◆ **TRY IT**:
Return the listing exactly, please; no pictures.

◆ **PROVIDED MATERIAL**:
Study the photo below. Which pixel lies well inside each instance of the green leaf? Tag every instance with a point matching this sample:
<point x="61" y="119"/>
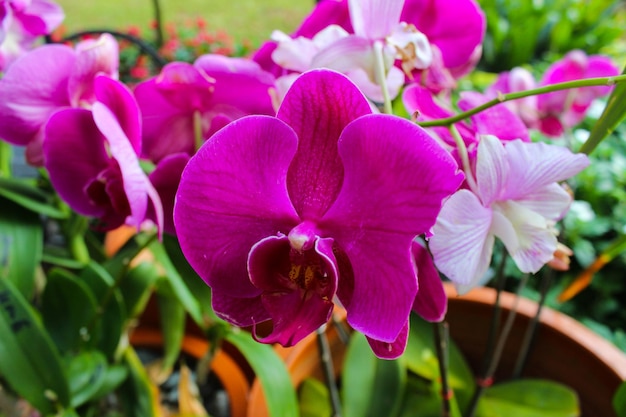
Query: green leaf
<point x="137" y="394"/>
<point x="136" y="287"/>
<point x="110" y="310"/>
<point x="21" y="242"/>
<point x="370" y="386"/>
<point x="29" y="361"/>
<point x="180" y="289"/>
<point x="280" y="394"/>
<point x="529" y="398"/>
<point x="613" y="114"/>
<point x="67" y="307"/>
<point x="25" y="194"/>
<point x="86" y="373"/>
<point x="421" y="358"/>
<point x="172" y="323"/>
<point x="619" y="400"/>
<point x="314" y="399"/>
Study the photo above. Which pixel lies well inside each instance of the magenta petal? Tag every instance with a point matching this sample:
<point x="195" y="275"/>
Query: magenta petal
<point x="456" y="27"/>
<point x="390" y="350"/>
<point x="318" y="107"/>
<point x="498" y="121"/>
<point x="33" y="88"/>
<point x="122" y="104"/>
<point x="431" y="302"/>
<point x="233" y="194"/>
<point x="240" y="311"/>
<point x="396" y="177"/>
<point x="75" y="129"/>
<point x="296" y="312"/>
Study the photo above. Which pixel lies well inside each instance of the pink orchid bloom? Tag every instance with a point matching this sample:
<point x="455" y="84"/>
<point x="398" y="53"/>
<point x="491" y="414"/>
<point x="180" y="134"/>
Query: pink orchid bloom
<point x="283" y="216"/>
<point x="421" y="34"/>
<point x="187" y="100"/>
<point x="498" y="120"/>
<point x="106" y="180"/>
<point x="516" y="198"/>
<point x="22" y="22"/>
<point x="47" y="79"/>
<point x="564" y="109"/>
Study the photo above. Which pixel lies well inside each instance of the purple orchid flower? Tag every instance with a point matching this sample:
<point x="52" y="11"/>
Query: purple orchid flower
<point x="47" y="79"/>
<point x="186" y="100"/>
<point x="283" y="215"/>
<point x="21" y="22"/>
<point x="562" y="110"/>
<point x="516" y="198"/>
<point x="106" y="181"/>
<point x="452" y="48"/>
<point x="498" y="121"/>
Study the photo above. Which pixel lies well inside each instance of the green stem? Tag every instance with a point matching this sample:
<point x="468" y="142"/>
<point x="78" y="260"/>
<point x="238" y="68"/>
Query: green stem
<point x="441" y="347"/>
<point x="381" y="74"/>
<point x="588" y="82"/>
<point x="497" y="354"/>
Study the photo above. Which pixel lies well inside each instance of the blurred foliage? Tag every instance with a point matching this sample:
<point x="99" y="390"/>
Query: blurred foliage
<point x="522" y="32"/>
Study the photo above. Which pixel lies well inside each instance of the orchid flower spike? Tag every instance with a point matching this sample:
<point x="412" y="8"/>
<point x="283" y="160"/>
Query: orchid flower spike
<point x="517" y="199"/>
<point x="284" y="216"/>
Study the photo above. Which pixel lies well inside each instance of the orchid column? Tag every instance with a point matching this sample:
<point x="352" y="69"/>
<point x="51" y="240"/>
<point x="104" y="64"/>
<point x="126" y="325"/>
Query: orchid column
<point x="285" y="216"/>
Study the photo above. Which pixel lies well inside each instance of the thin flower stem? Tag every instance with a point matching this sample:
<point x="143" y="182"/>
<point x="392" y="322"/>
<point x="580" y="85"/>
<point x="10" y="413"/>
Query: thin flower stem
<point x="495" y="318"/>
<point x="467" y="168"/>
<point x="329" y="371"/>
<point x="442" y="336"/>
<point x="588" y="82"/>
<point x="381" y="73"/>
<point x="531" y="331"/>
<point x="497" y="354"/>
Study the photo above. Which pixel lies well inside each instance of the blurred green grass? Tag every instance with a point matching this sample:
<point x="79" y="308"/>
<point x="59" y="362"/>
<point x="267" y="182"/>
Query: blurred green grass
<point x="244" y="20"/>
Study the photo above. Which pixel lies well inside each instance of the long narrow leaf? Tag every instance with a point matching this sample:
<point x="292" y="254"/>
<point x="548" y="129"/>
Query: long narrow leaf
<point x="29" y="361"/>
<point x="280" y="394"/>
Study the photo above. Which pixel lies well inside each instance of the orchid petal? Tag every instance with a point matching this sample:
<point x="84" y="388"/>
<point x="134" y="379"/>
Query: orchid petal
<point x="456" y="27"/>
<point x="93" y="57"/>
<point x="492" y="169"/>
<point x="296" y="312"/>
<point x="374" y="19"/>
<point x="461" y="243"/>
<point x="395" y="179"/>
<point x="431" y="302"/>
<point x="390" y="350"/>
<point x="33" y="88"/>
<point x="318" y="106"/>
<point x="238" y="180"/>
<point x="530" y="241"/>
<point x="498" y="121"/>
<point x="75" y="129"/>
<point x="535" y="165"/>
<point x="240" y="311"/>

◆ **SOLUTION FOR THIS PROBLEM**:
Study the photo below. Which pixel lies well inside each instance of the green leaf? Tag every instance with a point matching this sample:
<point x="61" y="119"/>
Query: green leaf
<point x="137" y="394"/>
<point x="136" y="287"/>
<point x="110" y="310"/>
<point x="21" y="242"/>
<point x="370" y="386"/>
<point x="29" y="361"/>
<point x="180" y="289"/>
<point x="280" y="394"/>
<point x="529" y="398"/>
<point x="613" y="114"/>
<point x="67" y="307"/>
<point x="25" y="194"/>
<point x="86" y="373"/>
<point x="421" y="358"/>
<point x="172" y="323"/>
<point x="619" y="400"/>
<point x="314" y="399"/>
Study the photo above. Which pixel lies well inside each instance of the magenta petal? Tag every instance with a point matching this sample:
<point x="195" y="275"/>
Query: magenta petal
<point x="456" y="27"/>
<point x="390" y="350"/>
<point x="318" y="107"/>
<point x="498" y="121"/>
<point x="33" y="88"/>
<point x="122" y="104"/>
<point x="431" y="302"/>
<point x="233" y="194"/>
<point x="240" y="311"/>
<point x="396" y="177"/>
<point x="75" y="129"/>
<point x="296" y="312"/>
Study the photo above. Which pixel lies well inside each instance of the pink orchid bloom? Tag every instance with a point matching this sample:
<point x="455" y="84"/>
<point x="398" y="53"/>
<point x="491" y="414"/>
<point x="180" y="134"/>
Query: pink orchid bloom
<point x="283" y="216"/>
<point x="421" y="34"/>
<point x="187" y="100"/>
<point x="498" y="120"/>
<point x="106" y="180"/>
<point x="516" y="198"/>
<point x="22" y="22"/>
<point x="47" y="79"/>
<point x="564" y="109"/>
Study the photo above. Which pixel lies well inside each instance of the purple orchid flower? Tag every instance with a point matching this sample:
<point x="52" y="11"/>
Query: purple orchid flower
<point x="47" y="79"/>
<point x="186" y="100"/>
<point x="283" y="215"/>
<point x="21" y="22"/>
<point x="562" y="110"/>
<point x="516" y="198"/>
<point x="106" y="181"/>
<point x="452" y="48"/>
<point x="498" y="121"/>
Study the photo above. Which pixel lies well inside each instance of the green stem? Tag every instance with a point matching this sample:
<point x="468" y="142"/>
<point x="78" y="260"/>
<point x="238" y="68"/>
Query: green stem
<point x="441" y="347"/>
<point x="381" y="74"/>
<point x="588" y="82"/>
<point x="497" y="354"/>
Study the photo above. Which pixel lies well inside each instance of the blurred foliage? Tag every instance with a point matching this sample:
<point x="99" y="390"/>
Query: blurred foliage
<point x="522" y="32"/>
Study the photo above. Which pixel lies well inside each instance of the orchid flower spike? Tag every instance with a point matching this sample:
<point x="412" y="8"/>
<point x="283" y="160"/>
Query: orchid flower spike
<point x="517" y="199"/>
<point x="284" y="216"/>
Study the photo above. Which pixel lies well inside each instance of the orchid column? Tag every instance with a point matching this sample:
<point x="352" y="69"/>
<point x="51" y="240"/>
<point x="104" y="64"/>
<point x="126" y="325"/>
Query: orchid column
<point x="285" y="216"/>
Study the photo above. Which pixel lies well inside each instance of the thin flower stem? Tag every instance with a point matching this sample:
<point x="143" y="182"/>
<point x="392" y="322"/>
<point x="580" y="85"/>
<point x="10" y="413"/>
Query: thin flower stem
<point x="495" y="318"/>
<point x="467" y="168"/>
<point x="329" y="371"/>
<point x="442" y="336"/>
<point x="588" y="82"/>
<point x="381" y="73"/>
<point x="531" y="331"/>
<point x="497" y="354"/>
Study the photo above. Which pixel lies well inside each instance of the blurred green grass? Tag every instance with a point matching this sample:
<point x="79" y="308"/>
<point x="59" y="362"/>
<point x="267" y="182"/>
Query: blurred green grass
<point x="244" y="20"/>
Study the photo above. Which pixel lies well inside each instance of the long narrow leaf? Tag every instance with a point matching this sample:
<point x="292" y="254"/>
<point x="548" y="129"/>
Query: long narrow leaf
<point x="29" y="361"/>
<point x="280" y="394"/>
Study the photo above. Which pixel lies well inside each instance of the orchid petal? Tag every instance with a point matching this sample:
<point x="84" y="388"/>
<point x="134" y="379"/>
Query: orchid petal
<point x="456" y="27"/>
<point x="93" y="57"/>
<point x="492" y="169"/>
<point x="296" y="312"/>
<point x="374" y="19"/>
<point x="461" y="243"/>
<point x="395" y="179"/>
<point x="431" y="302"/>
<point x="390" y="350"/>
<point x="33" y="88"/>
<point x="318" y="106"/>
<point x="238" y="180"/>
<point x="530" y="241"/>
<point x="498" y="121"/>
<point x="75" y="129"/>
<point x="535" y="165"/>
<point x="240" y="311"/>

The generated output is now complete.